(Stored data entries)
_ _ _
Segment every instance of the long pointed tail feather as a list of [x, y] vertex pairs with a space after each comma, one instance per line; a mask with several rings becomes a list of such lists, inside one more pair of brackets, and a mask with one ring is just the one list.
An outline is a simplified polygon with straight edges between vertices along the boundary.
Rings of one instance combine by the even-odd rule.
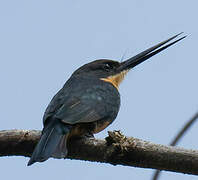
[[67, 137], [69, 129], [64, 128], [66, 132], [62, 133], [61, 128], [61, 124], [56, 123], [44, 129], [41, 139], [28, 162], [28, 166], [35, 162], [46, 161], [50, 157], [62, 158], [66, 156], [66, 142], [63, 143], [63, 140], [67, 140], [65, 137]]
[[68, 133], [61, 138], [59, 144], [56, 147], [56, 150], [52, 154], [53, 158], [57, 158], [57, 159], [66, 158], [68, 152], [67, 138], [68, 138]]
_ _ _
Task instructions → What is needed here is an exact copy of the lines from the line containing "Rings of one" through the end of the records, with every picture left out.

Written reply →
Rings of one instance combine by the even-odd rule.
[[67, 137], [69, 129], [64, 128], [66, 132], [62, 133], [61, 128], [61, 124], [56, 123], [44, 129], [41, 139], [28, 162], [28, 166], [35, 162], [46, 161], [50, 157], [62, 158], [66, 156], [66, 142], [63, 143], [63, 140], [67, 140], [65, 137]]
[[68, 133], [61, 138], [59, 144], [56, 147], [56, 150], [52, 154], [53, 158], [57, 158], [57, 159], [66, 158], [68, 152], [67, 138], [68, 138]]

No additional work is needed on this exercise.